* INSTRUÇÕES
Que pessoas são citadas pelo nome no trecho sobre Caetano Veloso e Lula? Liste todas.

* TRECHO DO DOCUMENTO

‘Lula não merece isso. Quero muito bem a ele. Foi uma ofensa sem necessidade. Caetano não tinha que dizer aquilo. Vota em Lula se quiser, não precisa ofender nem procurar confusão.’ (Dona Canô, mãe de Caetano Veloso, em O Globo, 16/11/2009)
O cantor e compositor Caetano Veloso é uma das glórias do cancioneiro do Brasil. De resto, procedem de sua terra, a Bahia, muitas outras conquistas da cultura brasileira, notadamente da música e da literatura. Parodiando os versos de Castro Alves, outro baiano famoso, em O Livro e a América – ‘o século que viu Colombo, viu Gutenberg também’ –, o século que viu Amado, viu Caetano também.
É claro que todos os estados do Brasil, uns mais, outros menos, dão colorido inédito à cultura brasileira, soma de tantas diferenças, mas nenhum deles tem a forte presença que a Bahia sabe ter no plano nacional. Caetano Veloso tem muitos méritos desta presença.
Vai daí que qualquer frase de Caetano Veloso ganha dimensão nacional. (Já tratei do assunto, inclusive neste Observatório, em ‘Por que Caetano Veloso é tão citado?’). Instigado pela mídia, ele opina sobre tudo. Concordando ou não com os juízos que faz, convém, porém, discernir o que Caetano diz do que escreve e canta, já que seus pontos fortes e inegáveis são ser compositor e cantor. Em política, ele é meio atrapalhado, seja quando aprova, seja quando desaprova algo ou alguém.
Delito de opinião
Esta foi a vez de Lula. Chamar o presidente de analfabeto revelou um preconceito horroroso, além de notório erro de avaliação, pois o presidente não é analfabeto. E registre-se que Caetano tampouco é preconceituoso. É que quem muito fala dá bom dia a cavalo.

* LINHAS FORNECIDAS
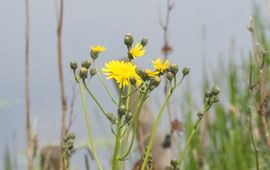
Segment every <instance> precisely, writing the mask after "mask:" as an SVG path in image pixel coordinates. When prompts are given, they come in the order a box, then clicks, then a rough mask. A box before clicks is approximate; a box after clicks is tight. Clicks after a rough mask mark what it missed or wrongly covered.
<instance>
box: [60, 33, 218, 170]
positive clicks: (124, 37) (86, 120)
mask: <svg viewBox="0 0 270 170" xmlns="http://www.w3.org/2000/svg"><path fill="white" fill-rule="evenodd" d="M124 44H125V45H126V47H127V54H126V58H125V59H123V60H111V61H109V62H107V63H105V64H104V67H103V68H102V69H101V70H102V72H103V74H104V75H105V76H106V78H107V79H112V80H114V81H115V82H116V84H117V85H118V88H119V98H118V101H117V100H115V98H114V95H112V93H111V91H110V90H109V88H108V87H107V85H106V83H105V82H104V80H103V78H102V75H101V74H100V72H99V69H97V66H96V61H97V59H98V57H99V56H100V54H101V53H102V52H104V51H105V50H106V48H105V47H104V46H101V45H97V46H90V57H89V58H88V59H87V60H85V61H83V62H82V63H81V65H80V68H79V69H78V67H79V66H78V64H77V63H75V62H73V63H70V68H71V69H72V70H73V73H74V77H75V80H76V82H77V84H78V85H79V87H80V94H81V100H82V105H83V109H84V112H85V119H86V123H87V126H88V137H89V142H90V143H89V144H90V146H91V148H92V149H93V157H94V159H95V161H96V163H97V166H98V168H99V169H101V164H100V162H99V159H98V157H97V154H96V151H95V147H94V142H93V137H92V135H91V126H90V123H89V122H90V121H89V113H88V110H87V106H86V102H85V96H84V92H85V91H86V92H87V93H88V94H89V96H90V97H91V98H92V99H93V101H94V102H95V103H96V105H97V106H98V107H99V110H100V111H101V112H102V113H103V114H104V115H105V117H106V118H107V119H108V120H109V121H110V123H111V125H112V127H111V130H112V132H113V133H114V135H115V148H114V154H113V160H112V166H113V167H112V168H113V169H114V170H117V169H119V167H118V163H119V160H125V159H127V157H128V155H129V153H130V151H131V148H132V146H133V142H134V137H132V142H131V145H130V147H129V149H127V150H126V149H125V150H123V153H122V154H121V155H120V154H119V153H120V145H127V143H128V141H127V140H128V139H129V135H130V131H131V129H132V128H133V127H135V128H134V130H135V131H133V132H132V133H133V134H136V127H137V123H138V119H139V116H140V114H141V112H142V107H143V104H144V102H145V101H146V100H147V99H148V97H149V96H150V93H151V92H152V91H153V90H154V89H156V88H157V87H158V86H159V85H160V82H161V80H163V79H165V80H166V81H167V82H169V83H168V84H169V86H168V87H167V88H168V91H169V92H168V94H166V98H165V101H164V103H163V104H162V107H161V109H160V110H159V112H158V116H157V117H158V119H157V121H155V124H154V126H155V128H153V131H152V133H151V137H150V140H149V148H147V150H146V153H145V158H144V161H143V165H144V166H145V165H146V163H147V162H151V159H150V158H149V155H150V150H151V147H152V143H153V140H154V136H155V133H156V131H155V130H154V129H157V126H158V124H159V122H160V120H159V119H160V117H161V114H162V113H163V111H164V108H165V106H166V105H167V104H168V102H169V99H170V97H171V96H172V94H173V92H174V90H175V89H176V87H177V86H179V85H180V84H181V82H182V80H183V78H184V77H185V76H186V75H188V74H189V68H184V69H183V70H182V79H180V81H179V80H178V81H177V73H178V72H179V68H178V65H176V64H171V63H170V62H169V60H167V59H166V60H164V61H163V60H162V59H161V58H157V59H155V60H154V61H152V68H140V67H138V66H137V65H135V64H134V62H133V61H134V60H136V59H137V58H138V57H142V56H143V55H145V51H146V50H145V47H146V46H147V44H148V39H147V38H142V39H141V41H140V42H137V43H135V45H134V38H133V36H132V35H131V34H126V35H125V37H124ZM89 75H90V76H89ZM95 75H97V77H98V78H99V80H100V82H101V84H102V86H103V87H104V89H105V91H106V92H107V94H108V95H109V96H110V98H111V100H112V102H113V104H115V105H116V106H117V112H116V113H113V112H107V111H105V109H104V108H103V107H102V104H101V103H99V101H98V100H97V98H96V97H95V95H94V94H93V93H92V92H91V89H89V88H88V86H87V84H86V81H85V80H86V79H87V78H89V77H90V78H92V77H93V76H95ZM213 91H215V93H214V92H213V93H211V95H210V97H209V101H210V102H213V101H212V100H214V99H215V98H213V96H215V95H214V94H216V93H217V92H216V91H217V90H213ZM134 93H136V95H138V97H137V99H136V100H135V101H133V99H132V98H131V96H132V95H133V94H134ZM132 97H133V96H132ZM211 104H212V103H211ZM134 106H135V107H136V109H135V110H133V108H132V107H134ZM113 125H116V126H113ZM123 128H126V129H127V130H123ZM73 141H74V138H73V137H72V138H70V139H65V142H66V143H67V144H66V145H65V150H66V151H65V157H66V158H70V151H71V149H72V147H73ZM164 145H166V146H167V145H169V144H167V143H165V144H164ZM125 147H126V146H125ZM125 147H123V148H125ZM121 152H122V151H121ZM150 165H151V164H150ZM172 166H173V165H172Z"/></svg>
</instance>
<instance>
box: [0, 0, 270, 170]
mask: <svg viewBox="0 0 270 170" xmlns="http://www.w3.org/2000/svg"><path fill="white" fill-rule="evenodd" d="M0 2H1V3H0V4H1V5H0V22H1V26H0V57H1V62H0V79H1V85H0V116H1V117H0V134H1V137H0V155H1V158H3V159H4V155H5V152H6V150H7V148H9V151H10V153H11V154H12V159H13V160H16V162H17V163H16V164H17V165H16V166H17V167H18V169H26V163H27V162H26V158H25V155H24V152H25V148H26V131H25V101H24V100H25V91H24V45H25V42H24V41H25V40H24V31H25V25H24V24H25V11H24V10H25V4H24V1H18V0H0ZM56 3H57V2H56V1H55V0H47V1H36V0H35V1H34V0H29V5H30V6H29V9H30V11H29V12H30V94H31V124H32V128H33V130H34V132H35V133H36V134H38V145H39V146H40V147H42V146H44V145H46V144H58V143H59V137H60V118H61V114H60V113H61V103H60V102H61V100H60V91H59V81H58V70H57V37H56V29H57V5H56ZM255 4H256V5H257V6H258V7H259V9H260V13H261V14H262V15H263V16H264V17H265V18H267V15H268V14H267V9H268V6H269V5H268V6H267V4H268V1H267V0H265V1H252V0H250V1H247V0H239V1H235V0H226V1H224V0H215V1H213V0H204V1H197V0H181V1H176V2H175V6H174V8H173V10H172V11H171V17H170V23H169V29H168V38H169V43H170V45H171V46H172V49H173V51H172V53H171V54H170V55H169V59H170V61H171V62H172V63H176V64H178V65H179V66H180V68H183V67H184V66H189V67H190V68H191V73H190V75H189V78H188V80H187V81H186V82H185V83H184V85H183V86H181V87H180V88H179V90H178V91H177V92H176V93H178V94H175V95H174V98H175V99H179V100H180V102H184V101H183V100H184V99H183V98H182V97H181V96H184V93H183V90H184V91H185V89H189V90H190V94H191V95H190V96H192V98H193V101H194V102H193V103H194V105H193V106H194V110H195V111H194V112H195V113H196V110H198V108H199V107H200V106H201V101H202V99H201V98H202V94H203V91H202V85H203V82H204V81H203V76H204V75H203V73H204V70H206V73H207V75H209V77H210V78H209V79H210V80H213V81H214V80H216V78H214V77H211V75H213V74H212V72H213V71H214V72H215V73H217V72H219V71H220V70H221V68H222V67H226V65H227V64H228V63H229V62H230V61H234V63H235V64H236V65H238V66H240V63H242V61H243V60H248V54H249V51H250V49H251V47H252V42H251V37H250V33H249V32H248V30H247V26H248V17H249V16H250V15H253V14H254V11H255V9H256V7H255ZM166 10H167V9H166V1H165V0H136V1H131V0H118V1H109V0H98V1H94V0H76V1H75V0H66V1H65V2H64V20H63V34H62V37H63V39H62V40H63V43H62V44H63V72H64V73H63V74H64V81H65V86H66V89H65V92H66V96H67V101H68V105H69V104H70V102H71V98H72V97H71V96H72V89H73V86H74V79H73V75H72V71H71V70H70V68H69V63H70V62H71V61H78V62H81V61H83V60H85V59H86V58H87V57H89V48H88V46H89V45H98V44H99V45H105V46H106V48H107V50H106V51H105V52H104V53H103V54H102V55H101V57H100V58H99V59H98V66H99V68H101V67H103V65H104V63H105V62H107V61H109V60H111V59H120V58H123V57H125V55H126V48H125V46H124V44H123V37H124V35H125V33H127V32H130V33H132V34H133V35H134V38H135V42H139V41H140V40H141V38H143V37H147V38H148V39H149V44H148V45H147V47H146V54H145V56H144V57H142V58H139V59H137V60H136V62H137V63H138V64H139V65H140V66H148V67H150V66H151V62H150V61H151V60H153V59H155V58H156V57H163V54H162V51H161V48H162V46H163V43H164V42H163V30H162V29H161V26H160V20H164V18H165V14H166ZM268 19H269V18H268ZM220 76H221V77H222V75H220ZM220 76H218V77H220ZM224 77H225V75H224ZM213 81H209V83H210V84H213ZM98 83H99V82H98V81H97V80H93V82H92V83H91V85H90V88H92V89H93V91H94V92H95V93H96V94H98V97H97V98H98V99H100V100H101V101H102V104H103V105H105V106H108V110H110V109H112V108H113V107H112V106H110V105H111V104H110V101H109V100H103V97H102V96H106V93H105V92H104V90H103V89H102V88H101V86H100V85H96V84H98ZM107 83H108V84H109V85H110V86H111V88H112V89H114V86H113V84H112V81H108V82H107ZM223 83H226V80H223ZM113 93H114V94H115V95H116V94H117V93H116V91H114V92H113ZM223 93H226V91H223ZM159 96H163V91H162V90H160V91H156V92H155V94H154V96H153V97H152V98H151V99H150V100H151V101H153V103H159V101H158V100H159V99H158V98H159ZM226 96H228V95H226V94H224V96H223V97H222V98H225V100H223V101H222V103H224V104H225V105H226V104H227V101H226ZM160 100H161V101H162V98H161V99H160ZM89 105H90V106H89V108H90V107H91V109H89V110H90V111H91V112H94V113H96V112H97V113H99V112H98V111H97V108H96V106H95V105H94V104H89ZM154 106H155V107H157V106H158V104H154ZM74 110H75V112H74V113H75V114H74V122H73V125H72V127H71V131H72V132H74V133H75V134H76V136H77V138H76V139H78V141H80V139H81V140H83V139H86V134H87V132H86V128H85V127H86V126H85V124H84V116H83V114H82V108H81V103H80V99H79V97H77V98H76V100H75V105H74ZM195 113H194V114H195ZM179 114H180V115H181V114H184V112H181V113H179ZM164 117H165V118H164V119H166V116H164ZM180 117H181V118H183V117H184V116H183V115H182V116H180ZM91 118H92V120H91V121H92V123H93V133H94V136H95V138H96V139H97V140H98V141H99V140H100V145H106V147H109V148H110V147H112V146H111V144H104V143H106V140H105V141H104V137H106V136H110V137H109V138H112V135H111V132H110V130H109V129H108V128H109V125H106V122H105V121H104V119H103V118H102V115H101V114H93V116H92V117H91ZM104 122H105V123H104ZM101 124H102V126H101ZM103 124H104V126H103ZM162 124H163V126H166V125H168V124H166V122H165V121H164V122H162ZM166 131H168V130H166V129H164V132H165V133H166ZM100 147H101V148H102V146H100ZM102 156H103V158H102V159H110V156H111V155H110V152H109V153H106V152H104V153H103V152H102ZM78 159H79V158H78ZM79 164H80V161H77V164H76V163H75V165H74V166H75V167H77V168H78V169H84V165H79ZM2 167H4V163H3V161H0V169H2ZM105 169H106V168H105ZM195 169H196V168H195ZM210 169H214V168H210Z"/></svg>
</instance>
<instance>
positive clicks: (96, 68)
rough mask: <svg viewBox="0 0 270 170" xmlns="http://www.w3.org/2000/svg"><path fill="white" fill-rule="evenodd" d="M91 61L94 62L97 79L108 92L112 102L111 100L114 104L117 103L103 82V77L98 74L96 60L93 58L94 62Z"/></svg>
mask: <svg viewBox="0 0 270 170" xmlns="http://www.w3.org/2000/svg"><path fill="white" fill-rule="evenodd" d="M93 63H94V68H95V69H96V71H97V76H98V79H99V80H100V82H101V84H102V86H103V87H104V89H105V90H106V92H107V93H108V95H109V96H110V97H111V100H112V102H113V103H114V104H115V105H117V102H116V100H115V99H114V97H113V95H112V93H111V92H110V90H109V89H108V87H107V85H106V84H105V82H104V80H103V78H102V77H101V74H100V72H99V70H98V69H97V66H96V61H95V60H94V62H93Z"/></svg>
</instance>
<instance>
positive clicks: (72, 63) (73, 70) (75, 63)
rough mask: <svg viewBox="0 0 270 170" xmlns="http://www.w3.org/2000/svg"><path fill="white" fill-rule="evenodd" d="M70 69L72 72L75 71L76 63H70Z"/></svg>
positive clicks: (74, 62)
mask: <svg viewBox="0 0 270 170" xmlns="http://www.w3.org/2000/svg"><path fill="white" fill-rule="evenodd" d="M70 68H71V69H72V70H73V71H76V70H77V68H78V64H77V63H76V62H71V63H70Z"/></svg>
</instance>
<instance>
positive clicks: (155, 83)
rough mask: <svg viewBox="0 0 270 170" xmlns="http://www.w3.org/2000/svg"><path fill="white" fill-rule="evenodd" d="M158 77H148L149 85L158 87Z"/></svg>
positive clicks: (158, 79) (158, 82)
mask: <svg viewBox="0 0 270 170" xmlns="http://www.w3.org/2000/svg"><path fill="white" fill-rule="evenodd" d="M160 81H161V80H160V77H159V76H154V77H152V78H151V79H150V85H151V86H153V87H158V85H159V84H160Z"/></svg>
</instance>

...

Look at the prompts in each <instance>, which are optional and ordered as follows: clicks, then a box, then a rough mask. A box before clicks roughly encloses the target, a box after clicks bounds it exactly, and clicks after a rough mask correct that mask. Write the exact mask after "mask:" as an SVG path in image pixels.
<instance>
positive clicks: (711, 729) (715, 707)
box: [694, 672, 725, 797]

--

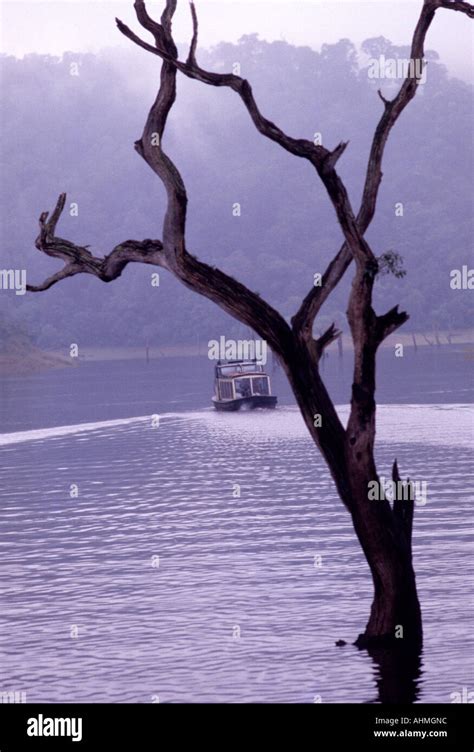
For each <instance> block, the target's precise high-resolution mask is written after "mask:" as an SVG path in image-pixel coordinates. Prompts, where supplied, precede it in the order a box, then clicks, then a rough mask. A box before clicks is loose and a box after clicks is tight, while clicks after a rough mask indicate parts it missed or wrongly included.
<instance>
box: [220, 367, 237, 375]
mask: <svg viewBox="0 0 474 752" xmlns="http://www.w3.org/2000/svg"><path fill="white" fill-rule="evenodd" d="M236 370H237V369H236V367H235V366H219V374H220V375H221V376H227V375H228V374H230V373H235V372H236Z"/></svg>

* RESULTADO DA TAREFA
Lula
Caetano Veloso
Dona Canô
Castro Alves
Colombo
Gutenberg
Amado